- **Activity**:
Exactly the line that contains "Format each bounding" and the lines following it to the end of the data are to be reproduced, and nothing more.

[Given records — start]

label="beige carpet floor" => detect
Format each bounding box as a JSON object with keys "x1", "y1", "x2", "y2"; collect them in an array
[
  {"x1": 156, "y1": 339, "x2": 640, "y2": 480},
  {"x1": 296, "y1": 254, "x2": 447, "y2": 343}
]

[Given records — finish]

- **Output of the task**:
Format each bounding box as a JSON object with keys "x1", "y1", "x2", "y2"; collect them in an array
[
  {"x1": 156, "y1": 339, "x2": 640, "y2": 480},
  {"x1": 296, "y1": 254, "x2": 447, "y2": 343}
]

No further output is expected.